Quoted text —

In re Marriage of Brown, No. 32398-2-II (WA 9/15/2005)
Decision Date | 15 September 2005 |
Docket Number | No. 32398-2-II,32398-2-II |
Parties | In re the Marriage of: KIPPIE KAY BROWN, Respondent, and ANTHONY BROWN, Appellant. |
Court | Washington Supreme Court |
Appeal from Superior Court of Pierce County. Docket No. 00-3-00339-0. Judgment or order under review. Date filed: 09/17/2004. Judge signing: Hon. Kitty-Ann Van Doorninck.
Counsel for Appellant(s), Robert Helland, Attorney at Law, 960 Market St, Tacoma, WA 98402-3605.
Counsel for Respondent(s), Douglas N Kiger, Blado Stratton & Kiger PS, 3408 S 23rd St, Tacoma, WA 98405-1609.
Anthony Brown appeals the modification of a child support order and order on motion for revision requiring him to pay day care expenses related to his ex-wife's continuing education. He argues that such payments are not authorized and that, even if they were, the trial court's order was not properly supported. We hold that the trial court had the discretion to require Mr. Brown to pay day care costs related to his ex-wife's education. But, because the trial court did not support its order with the required findings of fact, we remand for entry of findings.
Anthony and Kippie Kay Brown divorced in 2000. At the time of the dissolution, the Browns both worked in full time managerial positions with different supermarket chains. Based on their proportional incomes, the trial court ordered Mr. Brown to pay 54 percent of the `work related day care expenses' Ms. Brown incurred. Clerk's Papers (CP) at 15.

Directive 1 — In the court opinion, what share of Ms. Brown's work-related day care expenses was Mr. Brown originally ordered to pay?
The court opinion and the listing that follows are unrelated to each other.

Data —
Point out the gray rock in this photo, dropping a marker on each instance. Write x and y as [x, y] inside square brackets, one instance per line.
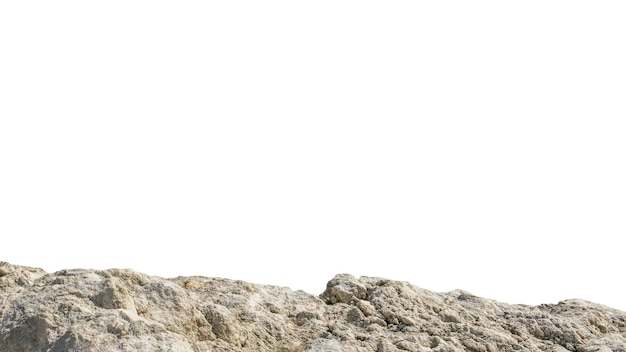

* * *

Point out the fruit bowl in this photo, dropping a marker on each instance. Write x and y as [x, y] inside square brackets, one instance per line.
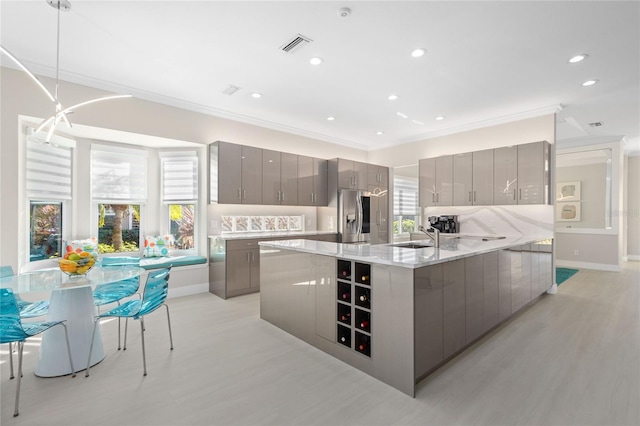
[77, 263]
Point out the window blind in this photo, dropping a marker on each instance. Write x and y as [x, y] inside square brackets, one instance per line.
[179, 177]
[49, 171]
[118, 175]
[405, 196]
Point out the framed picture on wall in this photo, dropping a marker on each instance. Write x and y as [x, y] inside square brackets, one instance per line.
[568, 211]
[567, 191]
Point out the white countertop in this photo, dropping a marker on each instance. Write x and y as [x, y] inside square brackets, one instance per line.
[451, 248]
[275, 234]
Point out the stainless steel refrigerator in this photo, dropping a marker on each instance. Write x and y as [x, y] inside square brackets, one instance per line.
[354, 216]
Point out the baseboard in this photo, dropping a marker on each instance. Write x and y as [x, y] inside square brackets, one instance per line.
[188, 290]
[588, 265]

Directive 2 — Find every line in the listing that contains the word "wall" and copy each one.

Exercise solution 1 — 54 percent.

Exercise solution 2 —
Point out the framed picture on wall in this photo, dropping a marker on each instance. Write x and y as [x, y] inside square brackets, one instance per line.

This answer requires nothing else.